= EXTRACTED MATERIAL =
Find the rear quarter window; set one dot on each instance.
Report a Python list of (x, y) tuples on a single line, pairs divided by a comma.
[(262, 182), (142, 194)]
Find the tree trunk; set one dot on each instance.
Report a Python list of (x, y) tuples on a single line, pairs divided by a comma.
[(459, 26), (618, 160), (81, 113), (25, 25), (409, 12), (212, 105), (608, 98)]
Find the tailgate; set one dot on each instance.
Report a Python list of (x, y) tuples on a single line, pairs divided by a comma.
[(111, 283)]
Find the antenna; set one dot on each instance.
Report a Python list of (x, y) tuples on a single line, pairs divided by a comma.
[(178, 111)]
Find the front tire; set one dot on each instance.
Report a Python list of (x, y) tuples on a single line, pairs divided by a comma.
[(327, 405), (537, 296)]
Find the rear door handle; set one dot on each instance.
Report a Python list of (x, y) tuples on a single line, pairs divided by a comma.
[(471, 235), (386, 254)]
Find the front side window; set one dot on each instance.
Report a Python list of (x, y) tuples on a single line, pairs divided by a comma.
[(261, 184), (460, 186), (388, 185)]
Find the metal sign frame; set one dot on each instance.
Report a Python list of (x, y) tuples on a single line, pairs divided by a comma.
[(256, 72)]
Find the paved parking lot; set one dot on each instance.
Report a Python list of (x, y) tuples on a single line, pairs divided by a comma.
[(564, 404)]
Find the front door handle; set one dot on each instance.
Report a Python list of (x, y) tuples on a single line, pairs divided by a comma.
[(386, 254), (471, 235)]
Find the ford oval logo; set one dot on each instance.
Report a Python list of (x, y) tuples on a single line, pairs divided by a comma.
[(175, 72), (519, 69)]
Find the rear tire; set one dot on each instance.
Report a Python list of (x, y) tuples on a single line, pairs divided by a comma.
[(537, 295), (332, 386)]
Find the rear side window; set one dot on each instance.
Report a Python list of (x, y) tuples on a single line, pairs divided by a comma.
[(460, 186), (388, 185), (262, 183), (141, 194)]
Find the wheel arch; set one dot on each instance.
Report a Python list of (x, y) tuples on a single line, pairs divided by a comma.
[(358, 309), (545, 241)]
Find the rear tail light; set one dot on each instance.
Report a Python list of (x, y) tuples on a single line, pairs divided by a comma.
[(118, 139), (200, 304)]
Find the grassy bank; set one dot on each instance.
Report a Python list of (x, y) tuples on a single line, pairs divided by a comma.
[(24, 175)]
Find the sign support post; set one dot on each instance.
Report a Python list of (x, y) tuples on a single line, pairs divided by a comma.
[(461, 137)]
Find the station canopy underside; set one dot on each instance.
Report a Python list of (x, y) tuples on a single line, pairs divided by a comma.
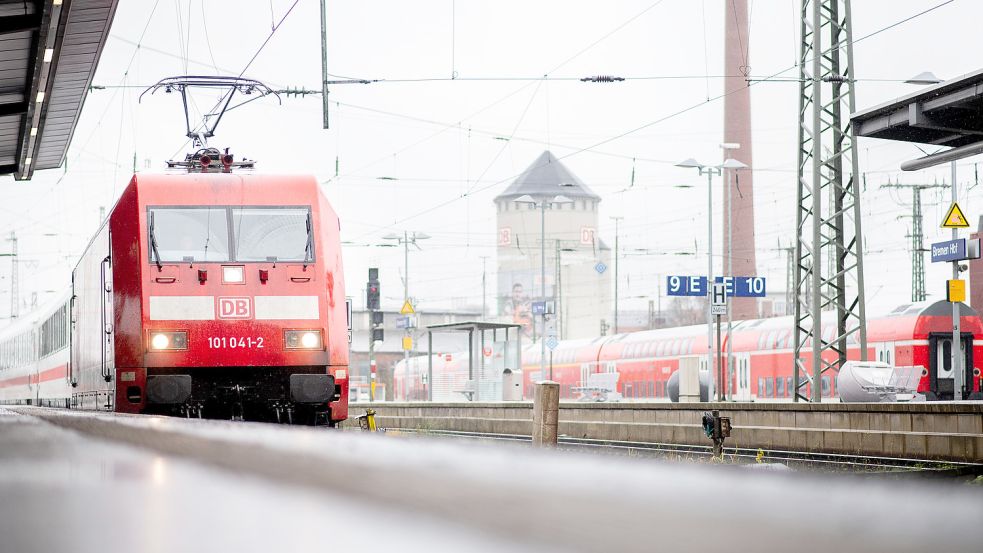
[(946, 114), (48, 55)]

* * *

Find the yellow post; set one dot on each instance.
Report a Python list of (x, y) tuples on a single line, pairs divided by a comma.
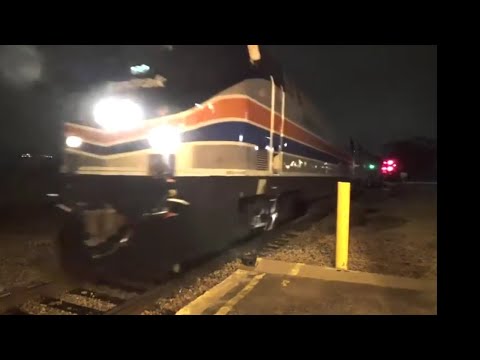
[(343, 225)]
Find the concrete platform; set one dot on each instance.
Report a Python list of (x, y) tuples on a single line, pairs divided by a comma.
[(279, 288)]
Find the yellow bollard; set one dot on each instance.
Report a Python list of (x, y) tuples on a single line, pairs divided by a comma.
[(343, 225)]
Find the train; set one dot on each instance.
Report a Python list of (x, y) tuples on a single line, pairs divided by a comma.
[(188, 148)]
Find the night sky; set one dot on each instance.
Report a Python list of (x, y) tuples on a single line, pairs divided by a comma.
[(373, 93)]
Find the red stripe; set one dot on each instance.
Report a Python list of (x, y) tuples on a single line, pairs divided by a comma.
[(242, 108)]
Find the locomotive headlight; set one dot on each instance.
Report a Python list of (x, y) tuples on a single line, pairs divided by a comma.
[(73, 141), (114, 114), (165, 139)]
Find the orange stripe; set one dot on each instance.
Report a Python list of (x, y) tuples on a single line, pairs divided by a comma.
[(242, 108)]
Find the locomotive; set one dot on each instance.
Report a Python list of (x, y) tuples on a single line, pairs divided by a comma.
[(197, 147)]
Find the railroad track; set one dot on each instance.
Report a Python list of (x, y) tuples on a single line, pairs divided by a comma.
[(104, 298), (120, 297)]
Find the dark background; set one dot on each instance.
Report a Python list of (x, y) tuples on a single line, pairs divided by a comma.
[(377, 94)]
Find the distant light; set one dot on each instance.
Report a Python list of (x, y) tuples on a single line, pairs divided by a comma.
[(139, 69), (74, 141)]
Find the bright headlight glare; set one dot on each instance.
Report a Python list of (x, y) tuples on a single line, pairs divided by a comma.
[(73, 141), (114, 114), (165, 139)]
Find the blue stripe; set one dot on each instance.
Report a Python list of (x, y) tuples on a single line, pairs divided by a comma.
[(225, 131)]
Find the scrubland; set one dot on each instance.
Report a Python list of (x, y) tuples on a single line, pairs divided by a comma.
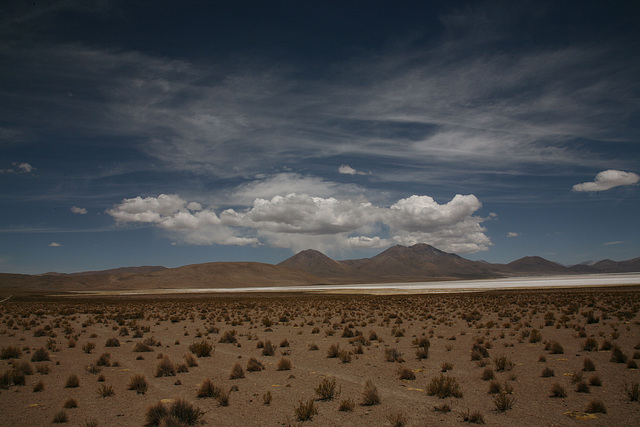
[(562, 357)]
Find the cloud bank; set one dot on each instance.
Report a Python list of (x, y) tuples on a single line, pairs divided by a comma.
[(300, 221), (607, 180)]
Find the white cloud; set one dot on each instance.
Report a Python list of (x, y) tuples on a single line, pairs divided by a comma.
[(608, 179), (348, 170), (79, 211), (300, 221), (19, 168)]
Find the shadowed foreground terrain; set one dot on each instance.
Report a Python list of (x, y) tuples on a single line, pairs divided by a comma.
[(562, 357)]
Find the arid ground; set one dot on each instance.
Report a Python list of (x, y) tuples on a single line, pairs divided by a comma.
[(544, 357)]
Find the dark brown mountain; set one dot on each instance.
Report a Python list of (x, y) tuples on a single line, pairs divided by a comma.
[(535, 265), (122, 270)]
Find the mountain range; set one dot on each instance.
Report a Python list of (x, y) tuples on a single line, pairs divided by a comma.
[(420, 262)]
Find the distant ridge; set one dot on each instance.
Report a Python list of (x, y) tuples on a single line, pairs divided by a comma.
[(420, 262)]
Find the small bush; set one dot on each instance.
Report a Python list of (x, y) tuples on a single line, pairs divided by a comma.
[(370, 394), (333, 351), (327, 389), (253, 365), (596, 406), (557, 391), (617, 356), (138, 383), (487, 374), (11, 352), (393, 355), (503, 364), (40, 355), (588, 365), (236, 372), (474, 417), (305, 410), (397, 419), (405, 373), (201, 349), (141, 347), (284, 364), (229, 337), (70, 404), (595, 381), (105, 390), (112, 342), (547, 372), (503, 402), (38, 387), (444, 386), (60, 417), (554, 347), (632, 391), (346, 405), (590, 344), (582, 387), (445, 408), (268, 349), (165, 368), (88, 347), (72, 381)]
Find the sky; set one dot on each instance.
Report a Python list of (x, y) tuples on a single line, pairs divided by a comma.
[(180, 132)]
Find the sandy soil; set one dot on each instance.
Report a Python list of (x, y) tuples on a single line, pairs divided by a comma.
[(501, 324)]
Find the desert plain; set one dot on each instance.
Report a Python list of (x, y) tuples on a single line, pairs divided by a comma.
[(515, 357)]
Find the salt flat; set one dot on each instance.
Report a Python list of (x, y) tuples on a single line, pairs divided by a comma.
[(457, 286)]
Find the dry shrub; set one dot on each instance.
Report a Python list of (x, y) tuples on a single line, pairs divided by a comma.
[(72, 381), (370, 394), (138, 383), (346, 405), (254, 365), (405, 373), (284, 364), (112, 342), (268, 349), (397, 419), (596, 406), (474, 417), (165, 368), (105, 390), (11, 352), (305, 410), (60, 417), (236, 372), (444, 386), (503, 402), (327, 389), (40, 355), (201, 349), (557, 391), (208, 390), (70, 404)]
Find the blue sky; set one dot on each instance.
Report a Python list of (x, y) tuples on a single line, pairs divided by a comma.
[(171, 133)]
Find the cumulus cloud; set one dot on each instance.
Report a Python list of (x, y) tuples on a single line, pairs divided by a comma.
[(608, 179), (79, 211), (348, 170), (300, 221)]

= OBJECTIVE =
Copy out word for word every line of the records above, from the line containing "Find the yellow bollard;" down to the line containing "[(139, 69), (74, 141)]", and nothing more.

= EXPECTED ANSWER =
Find the yellow bollard; set one dot on each instance.
Report a Python list of (x, y) tuples on a single line, pairs divided by a comma.
[(343, 225)]
Find the train; set one dot on each instance.
Report a Python list of (x, y) tuples on a single line, pairs divided by a comma.
[(188, 148)]
Find the night sky; set one dot on each instance.
Report a Python list of (x, y) tuples on a single line, pairs divided by a comma.
[(373, 93)]
Find the red stripe; set one dot on each instance.
Report a Python list of (x, y) tuples on a single line, pairs divided by a comma.
[(242, 108)]
Find the locomotive headlight; set one dot on each instance.
Report a Python list of (x, y) tuples on a single line, pairs divided by a comma.
[(73, 141), (114, 114), (165, 139)]
Find the orange stripe; set one dot on each instance.
Report a Python list of (x, y) tuples on a single line, pairs divided by a comma.
[(242, 108)]
Find the locomotive; set one dot on each instance.
Report a Python list of (x, y) tuples on a single line, pairs divided by a comma.
[(197, 147)]
Find the railroad track; set one dot on each instance.
Report a Python list of (x, y) tuples on a single line, pairs divided by a comma.
[(104, 298), (120, 297)]
Find the dark background; set one dot on each instance.
Report a Python list of (x, y) tuples on a single line, pairs divided by a comma.
[(377, 94)]
Find the distant light; set one dot on each instance.
Report a Python list of (x, y) tuples on a single line, pairs divided by a comma.
[(139, 69), (74, 141)]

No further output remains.